I was tested for BRCA a few weeks after I had been diagnosed with OVCA in May 2012. Honestly the only reason I got tested was for my 18-year-old daughter. In another month my test came back positive for Ashkenazi mutation 185delAG. Then I had my daughter and my mother tested, and both of their tests came back negative. I have no siblings.

I was told by the doctors not to worry about it until my hysterectomy and chemo for OVCA were over. However I wanted to be sure and got first mammo and breast MRI before hysterectomy in August 2012. There were no problems. I entered high risk screening program that involves doctor's exam and mammo every 6 month and MRI once a year. A few months later I found a lump, went to see the doctor, demanded and received un-scheduled breast ultrasound and mammo. It was determined that the "lump" was a 2cm fatty nodule. So now I'm back on schedule and my next MRI will be in August 2013.
+--
## PROBLEM REQUIREMENTS
Check each statement against the account of BRCA testing and answer yes or no, quoting the words from the account that settle it. (a) The writer's daughter tested positive for the mutation. (b) The lump the writer found turned out to be a 2cm fatty nodule. (c) The high risk screening program includes an MRI every 6 months. Rely only on the text above for your answers.

## Stored items from a collection
+--
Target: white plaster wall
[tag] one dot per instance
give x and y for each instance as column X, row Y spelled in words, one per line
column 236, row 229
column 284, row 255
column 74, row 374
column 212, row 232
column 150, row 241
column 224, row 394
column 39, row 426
+--
## EXERCISE OUTPUT
(a) No: "both of their tests came back negative."
(b) Yes: "It was determined that the "lump" was a 2cm fatty nodule."
(c) No: "doctor's exam and mammo every 6 month and MRI once a year."